→ WORK INSTRUCTIONS
Arrange every line of the records below as a numbered list, leaving out the blank lines.

→ RECORDS FOR THE TASK
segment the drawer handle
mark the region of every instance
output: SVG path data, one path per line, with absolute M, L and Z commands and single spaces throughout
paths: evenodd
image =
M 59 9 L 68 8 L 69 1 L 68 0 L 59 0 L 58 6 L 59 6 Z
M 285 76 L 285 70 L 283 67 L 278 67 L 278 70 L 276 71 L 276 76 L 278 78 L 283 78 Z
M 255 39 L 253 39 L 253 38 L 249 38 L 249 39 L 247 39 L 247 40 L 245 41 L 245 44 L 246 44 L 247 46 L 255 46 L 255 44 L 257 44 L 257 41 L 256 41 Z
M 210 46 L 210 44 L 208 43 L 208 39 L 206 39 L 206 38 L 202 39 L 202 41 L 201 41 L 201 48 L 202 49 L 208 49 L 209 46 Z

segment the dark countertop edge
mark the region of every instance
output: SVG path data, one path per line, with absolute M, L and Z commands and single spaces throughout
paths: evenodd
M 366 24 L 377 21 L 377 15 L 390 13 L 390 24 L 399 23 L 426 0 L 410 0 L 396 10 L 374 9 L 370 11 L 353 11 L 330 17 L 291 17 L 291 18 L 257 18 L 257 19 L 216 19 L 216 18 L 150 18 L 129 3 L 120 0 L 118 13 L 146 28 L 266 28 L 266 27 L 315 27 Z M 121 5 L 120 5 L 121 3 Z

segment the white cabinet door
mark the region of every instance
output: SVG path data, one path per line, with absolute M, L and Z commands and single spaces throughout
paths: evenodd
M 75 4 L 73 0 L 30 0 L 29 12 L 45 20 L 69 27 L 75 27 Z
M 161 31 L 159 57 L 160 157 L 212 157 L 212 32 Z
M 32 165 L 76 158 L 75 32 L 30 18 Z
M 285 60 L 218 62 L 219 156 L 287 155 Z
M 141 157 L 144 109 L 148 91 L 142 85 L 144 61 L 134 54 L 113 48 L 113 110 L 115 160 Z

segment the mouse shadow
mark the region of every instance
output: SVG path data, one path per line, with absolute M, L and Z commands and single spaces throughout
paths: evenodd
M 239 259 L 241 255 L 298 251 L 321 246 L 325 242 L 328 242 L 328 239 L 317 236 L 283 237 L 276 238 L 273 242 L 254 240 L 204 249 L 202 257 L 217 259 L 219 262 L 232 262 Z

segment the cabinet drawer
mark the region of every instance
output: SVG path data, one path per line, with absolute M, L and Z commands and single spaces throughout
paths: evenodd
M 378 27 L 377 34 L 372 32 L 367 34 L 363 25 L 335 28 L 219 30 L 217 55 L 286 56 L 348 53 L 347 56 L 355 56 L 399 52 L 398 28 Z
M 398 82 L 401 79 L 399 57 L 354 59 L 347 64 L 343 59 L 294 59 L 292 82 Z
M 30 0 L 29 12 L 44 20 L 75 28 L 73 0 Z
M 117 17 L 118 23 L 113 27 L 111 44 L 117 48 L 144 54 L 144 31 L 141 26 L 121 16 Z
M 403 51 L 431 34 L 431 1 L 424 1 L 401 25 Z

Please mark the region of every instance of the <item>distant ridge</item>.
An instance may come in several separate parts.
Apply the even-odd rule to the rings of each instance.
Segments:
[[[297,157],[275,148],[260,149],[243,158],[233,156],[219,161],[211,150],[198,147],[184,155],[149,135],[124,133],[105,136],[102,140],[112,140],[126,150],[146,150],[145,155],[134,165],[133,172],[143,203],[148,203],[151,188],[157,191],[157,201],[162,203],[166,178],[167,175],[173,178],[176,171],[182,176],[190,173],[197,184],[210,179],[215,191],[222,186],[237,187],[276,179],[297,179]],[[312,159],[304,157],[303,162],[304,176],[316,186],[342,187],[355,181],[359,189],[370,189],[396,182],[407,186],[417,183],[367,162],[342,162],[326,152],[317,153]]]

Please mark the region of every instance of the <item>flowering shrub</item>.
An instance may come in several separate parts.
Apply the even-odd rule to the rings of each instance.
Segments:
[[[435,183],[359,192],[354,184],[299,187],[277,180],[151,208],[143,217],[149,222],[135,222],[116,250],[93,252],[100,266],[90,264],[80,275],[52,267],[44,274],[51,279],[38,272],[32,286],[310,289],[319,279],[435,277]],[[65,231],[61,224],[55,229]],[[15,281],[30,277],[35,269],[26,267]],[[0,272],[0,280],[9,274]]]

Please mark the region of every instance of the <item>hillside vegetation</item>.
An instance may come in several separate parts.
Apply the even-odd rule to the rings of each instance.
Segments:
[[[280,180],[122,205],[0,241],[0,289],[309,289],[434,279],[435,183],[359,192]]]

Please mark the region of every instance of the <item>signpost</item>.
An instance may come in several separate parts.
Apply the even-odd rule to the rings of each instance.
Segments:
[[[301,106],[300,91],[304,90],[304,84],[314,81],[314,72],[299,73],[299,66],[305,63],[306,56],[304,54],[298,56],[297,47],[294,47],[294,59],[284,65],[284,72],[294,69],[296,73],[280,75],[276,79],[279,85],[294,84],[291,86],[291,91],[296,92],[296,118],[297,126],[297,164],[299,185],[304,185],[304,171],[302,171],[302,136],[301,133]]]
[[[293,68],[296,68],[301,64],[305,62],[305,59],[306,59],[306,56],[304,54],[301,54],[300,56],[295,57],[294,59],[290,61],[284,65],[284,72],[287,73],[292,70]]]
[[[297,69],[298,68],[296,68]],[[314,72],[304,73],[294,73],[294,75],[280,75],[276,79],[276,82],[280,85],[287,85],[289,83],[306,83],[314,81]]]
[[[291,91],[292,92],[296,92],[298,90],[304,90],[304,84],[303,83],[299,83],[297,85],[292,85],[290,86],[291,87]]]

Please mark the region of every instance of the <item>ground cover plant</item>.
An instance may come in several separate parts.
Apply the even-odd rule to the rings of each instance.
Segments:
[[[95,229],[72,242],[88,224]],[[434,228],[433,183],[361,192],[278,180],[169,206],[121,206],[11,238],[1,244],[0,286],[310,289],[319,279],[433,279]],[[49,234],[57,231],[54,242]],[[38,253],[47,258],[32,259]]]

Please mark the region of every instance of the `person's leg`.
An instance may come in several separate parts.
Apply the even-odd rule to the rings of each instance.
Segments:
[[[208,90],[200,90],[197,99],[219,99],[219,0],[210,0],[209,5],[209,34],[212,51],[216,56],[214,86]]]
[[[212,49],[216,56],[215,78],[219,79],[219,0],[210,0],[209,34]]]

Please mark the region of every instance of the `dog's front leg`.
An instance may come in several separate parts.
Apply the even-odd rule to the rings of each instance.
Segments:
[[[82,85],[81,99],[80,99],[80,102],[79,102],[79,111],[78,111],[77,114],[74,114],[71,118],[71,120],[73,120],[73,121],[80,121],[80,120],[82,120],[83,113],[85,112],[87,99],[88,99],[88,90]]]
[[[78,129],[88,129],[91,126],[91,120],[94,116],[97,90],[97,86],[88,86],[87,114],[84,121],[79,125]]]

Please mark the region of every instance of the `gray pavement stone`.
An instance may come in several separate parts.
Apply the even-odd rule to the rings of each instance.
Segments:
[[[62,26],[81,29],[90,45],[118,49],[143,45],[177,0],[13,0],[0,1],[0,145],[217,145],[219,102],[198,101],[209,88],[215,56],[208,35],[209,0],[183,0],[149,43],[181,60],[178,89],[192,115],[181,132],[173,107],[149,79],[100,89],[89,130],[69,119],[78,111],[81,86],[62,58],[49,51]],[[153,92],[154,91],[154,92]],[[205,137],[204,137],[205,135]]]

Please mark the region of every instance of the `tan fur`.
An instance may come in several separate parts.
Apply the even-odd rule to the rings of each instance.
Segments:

→ WRITTEN SOLUTION
1. segment the drawer handle
2. mark the region of every instance
3. output: SVG path data, one path per line, with absolute M, L and Z commands and single spaces throughout
4. paths: evenodd
5. image =
6. M 59 9 L 68 8 L 69 1 L 68 0 L 59 0 L 58 6 L 59 6 Z
7. M 285 76 L 285 70 L 283 67 L 278 67 L 278 70 L 276 71 L 276 76 L 278 78 L 283 78 Z
8. M 255 39 L 253 39 L 253 38 L 249 38 L 249 39 L 247 39 L 247 40 L 245 41 L 245 44 L 246 44 L 247 46 L 255 46 L 255 44 L 257 44 L 257 41 L 256 41 Z
9. M 210 46 L 210 44 L 208 43 L 208 39 L 206 39 L 206 38 L 202 39 L 202 41 L 201 41 L 201 48 L 202 49 L 208 49 L 209 46 Z
10. segment the dark countertop edge
11. mark the region of every instance
12. output: SVG path data, one path per line, with absolute M, L and Z commands and single spaces throughout
13. paths: evenodd
14. M 366 24 L 377 21 L 377 15 L 390 13 L 390 24 L 399 23 L 426 0 L 410 0 L 396 10 L 374 9 L 370 11 L 353 11 L 330 17 L 291 17 L 291 18 L 257 18 L 257 19 L 216 19 L 216 18 L 150 18 L 129 3 L 120 0 L 118 13 L 146 28 L 266 28 L 266 27 L 315 27 Z M 121 5 L 120 5 L 121 3 Z
15. segment the white cabinet door
16. mark the region of every instance
17. output: SVG path data, one path per line, with absolute M, L and Z commands and single spaces throughout
18. paths: evenodd
19. M 75 4 L 73 0 L 30 0 L 29 12 L 45 20 L 69 27 L 75 27 Z
20. M 161 31 L 159 57 L 160 157 L 212 157 L 212 32 Z
21. M 32 165 L 76 158 L 75 32 L 30 18 Z
22. M 285 60 L 218 62 L 219 156 L 287 155 Z
23. M 141 157 L 144 109 L 148 91 L 142 85 L 144 61 L 134 54 L 113 48 L 113 110 L 115 160 Z
24. segment the mouse shadow
25. mark the region of every instance
26. output: SVG path data, one path per line, with absolute M, L and Z commands and single spaces throughout
27. paths: evenodd
28. M 239 259 L 241 255 L 298 251 L 321 246 L 325 242 L 328 242 L 328 239 L 317 236 L 283 237 L 276 238 L 273 242 L 254 240 L 204 249 L 202 257 L 217 259 L 219 262 L 232 262 Z
29. segment the cabinet drawer
30. mark the region of every instance
31. output: SVG path data, one path per line, with absolute M, L and Z commands and single spaces throughout
32. paths: evenodd
33. M 378 27 L 377 34 L 372 32 L 367 34 L 363 25 L 335 28 L 219 30 L 217 55 L 286 56 L 348 53 L 347 56 L 355 56 L 399 52 L 398 28 Z
34. M 398 82 L 401 79 L 399 57 L 354 59 L 347 64 L 343 59 L 294 59 L 292 82 Z
35. M 30 0 L 29 12 L 44 20 L 75 28 L 73 0 Z
36. M 117 17 L 118 23 L 113 27 L 111 44 L 117 48 L 144 54 L 144 31 L 141 26 L 121 16 Z
37. M 403 51 L 431 34 L 431 1 L 424 1 L 401 25 Z
38. Please mark the region of every instance of the <item>distant ridge</item>.
39. An instance may come in several separate parts.
40. Apply the even-odd rule to the rings of each instance.
41. Segments:
42. [[[297,157],[275,148],[260,149],[243,158],[233,156],[219,161],[211,150],[198,147],[184,155],[149,135],[124,133],[105,136],[102,140],[112,140],[126,150],[146,150],[145,155],[134,165],[133,172],[143,203],[148,203],[151,188],[157,191],[157,201],[162,203],[166,178],[167,175],[173,178],[176,171],[182,176],[190,173],[197,184],[210,179],[215,191],[222,186],[237,187],[276,179],[297,179]],[[312,159],[304,157],[303,162],[304,176],[316,186],[342,187],[355,181],[359,189],[370,189],[396,182],[407,186],[417,183],[367,162],[342,162],[326,152],[317,153]]]
43. Please mark the region of every instance of the <item>flowering shrub</item>.
44. An instance may come in several separate parts.
45. Apply the even-odd rule to the rings of each instance.
46. Segments:
47. [[[435,183],[359,192],[354,184],[299,187],[277,180],[151,208],[143,217],[149,222],[135,222],[116,250],[93,252],[100,266],[90,264],[80,275],[52,267],[44,274],[51,279],[38,272],[32,286],[310,289],[319,279],[435,277]],[[65,231],[61,224],[55,229]],[[15,281],[30,277],[35,269],[26,267]],[[0,272],[0,280],[9,274]]]
48. Please mark the region of every instance of the <item>hillside vegetation</item>.
49. An instance may come in several separate parts.
50. Apply the even-odd rule to the rings of each instance.
51. Segments:
52. [[[280,180],[122,205],[0,241],[0,289],[309,289],[434,279],[435,183],[359,192]]]
53. Please mark the region of every instance of the <item>signpost</item>.
54. An instance may come in several separate parts.
55. Apply the even-odd rule to the rings of each instance.
56. Segments:
57. [[[301,106],[300,91],[304,90],[304,84],[314,81],[314,72],[299,73],[299,66],[305,63],[306,56],[304,54],[298,56],[297,47],[294,47],[294,59],[284,65],[284,72],[294,69],[296,73],[280,75],[276,79],[279,85],[294,84],[291,86],[291,91],[296,92],[296,118],[297,126],[297,164],[299,185],[304,185],[304,171],[302,171],[302,136],[301,133]]]
58. [[[293,68],[296,68],[301,64],[305,62],[305,59],[306,59],[306,56],[304,54],[301,54],[300,56],[295,57],[294,59],[290,61],[284,65],[284,72],[287,73],[292,70]]]
59. [[[297,69],[298,68],[296,68]],[[314,72],[304,73],[294,73],[294,75],[280,75],[276,79],[276,82],[280,85],[287,85],[289,83],[306,83],[314,81]]]
60. [[[291,91],[292,92],[296,92],[298,90],[304,90],[304,84],[303,83],[299,83],[297,85],[292,85],[290,86],[291,87]]]
61. Please mark the region of every instance of the <item>ground cover plant</item>.
62. An instance may come in several separate parts.
63. Apply the even-odd rule to the rings of each instance.
64. Segments:
65. [[[95,229],[72,242],[88,224]],[[434,228],[433,183],[361,192],[278,180],[169,206],[121,206],[11,238],[1,244],[0,286],[310,289],[319,279],[433,279]],[[49,234],[57,231],[54,242]],[[38,253],[47,258],[32,259]]]
66. Please mark the region of every instance of the `person's leg`.
67. An instance may come in several separate parts.
68. Apply the even-odd rule to the rings of each instance.
69. Segments:
70. [[[208,90],[200,90],[197,99],[219,99],[219,0],[210,0],[209,5],[209,34],[212,51],[216,56],[214,86]]]
71. [[[212,49],[216,56],[215,78],[219,79],[219,0],[210,0],[209,34]]]
72. Please mark the region of every instance of the `dog's front leg`.
73. An instance may come in several separate parts.
74. Apply the even-odd rule to the rings of each instance.
75. Segments:
76. [[[82,85],[81,99],[80,99],[80,102],[79,102],[79,111],[78,111],[77,114],[74,114],[71,118],[71,120],[73,120],[73,121],[80,121],[80,120],[82,120],[83,113],[85,112],[87,99],[88,99],[88,90]]]
77. [[[78,129],[88,129],[91,126],[91,120],[94,116],[97,90],[97,86],[88,86],[87,114],[84,121],[79,125]]]
78. Please mark the region of every instance of the `gray pavement stone`.
79. An instance may come in several separate parts.
80. Apply the even-odd rule to the rings of each instance.
81. Segments:
82. [[[62,26],[81,29],[90,45],[118,49],[143,45],[177,0],[13,0],[0,1],[0,145],[217,145],[219,102],[198,101],[209,88],[215,56],[208,35],[209,0],[183,0],[149,43],[181,60],[178,89],[192,115],[181,132],[173,107],[149,79],[100,89],[89,130],[69,119],[78,111],[81,86],[62,58],[49,51]],[[153,92],[154,91],[154,92]],[[205,137],[204,137],[205,135]]]
83. Please mark the region of every instance of the `tan fur`.
84. An instance may come in several separate parts.
85. Apply the even-odd rule to the rings of each instance.
86. Segments:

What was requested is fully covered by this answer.